→ **Quoted passage**
++++++++

CINEMALAYA REVIEW | ‘Respeto’: prose and pain

"RESPETO" is a must-see in this year's Cinemalaya Film Festival.

The film immediately opens in an underground rap battle scene. Smoky, dimly lit, a wild, cheering crowd. The scene is exploding with creativity. We find ourselves suddenly caught in a freestyle spontaneous rap battle. Filipino cussing and mocking; words that slam, and shame, and slap the face of the opponent delivered in uninterrupted brilliance. You are instantly hooked—and you’re not even a fan of hip-hop.

“Respeto,” one of the main competition entries in this year’s Cinemalaya Film Festival, is not about the hip-hop culture of rap—but it’s merely a backdrop for social realism and pain. The central character is young Hendrix (real-life rapper Abra), whose existence is a tragedy. Stuck in poverty and surrounded by drugs and violence in and out of his Pandacan home, his only sanctuary is rapping. Words. Poetry.

Hendrix escapes to underground rap battles, even if he has to use other people’s money, in an attempt to showcase his talent and at least earn some respect. Some form of validation. To redeem himself from his wretched existence.

++++++++

→ **Records**
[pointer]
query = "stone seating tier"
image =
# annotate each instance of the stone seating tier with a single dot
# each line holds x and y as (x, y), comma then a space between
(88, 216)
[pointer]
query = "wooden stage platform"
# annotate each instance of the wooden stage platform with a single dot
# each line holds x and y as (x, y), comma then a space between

++++++++

→ **Required work**
[A] According to the review of "Respeto," who plays the central character Hendrix?
[B] Using the review of "Respeto," state whether each statement agrees with it: (i) the film opens in an underground rap battle scene; (ii) the film is mainly about the hip-hop culture of rap; (iii) Hendrix's home is in Pandacan.
[C] Pick up the review of "Respeto" after its final sentence and carry it forward.

→ **Results for each task**
[A] Hendrix is played by real-life rapper Abra.

[B]
(i) Yes: "The film immediately opens in an underground rap battle scene."
(ii) No: "is not about the hip-hop culture of rap"
(iii) Yes: "in and out of his Pandacan home"

[C]
With Hendrix’s desperate attempt to exercise his passion and earn some dignity, he and his friends, Payaso (Ybes Bagadiong) and Betchai (Chai Fonacier), commit a crime and find themselves sentenced to work for Doc (a fiercely terrific Dido dela Paz, “Graceland”), an old man who keeps a second-hand bookstore. But Doc, we find out, is more than just a shopkeeper. And he becomes a strong presence in young Hendrix’ relentless pursuit for respect.

The movie has an undercurrent of politics, but it’s exquisitely subtle, never imposing. But in the heart of this excellent film is simply the pain of reality—just surrounded with brilliant, intoxicating poetry that define and dissect life. And as life beats up Hendrix, pummels him to the ground, you feel his injury, his silent anguish, and you are moved by the helplessness and hope in his words.

Directed by Treb Monteras II (who directs music videos), with an intelligent script by Monteras and multi-Palanca Award winning writer Njel de Mesa, “Respeto” is rich, emotionally profound, intellectually stimulating, and well-acted (except for the exaggerated, over-the-top performance of Thea Yrastorza, who plays Hendrix’s sister). Sometimes, however, the amount of swearing in conversations is too excessive to be natural.

The smart editing, the near perfect camerawork, and the beats enhance the emotional resonance of every significant moment.

The film is a strong contender for this year’s Best Picture, most probably competing only with the other festival favorite “Kiko Boksingero.” You’d be a fool to miss “Respeto,” especially if you love art and poetry.

4.5 out of 5 stars

UPDATE: Respeto‘s commercial run premiers on September 20, 2017 in cinemas nationwide.

Catch “Respeto” in any of the following Ayala Malls Cinemas: Glorietta 4, Greenbelt 1, TriNoma, Fairview Terraces, U.P. Town Center, and now in Pampanga at Marquee Mall until August 13. For schedule and tickets, visit You may also check the Cinemalaya Facebook page.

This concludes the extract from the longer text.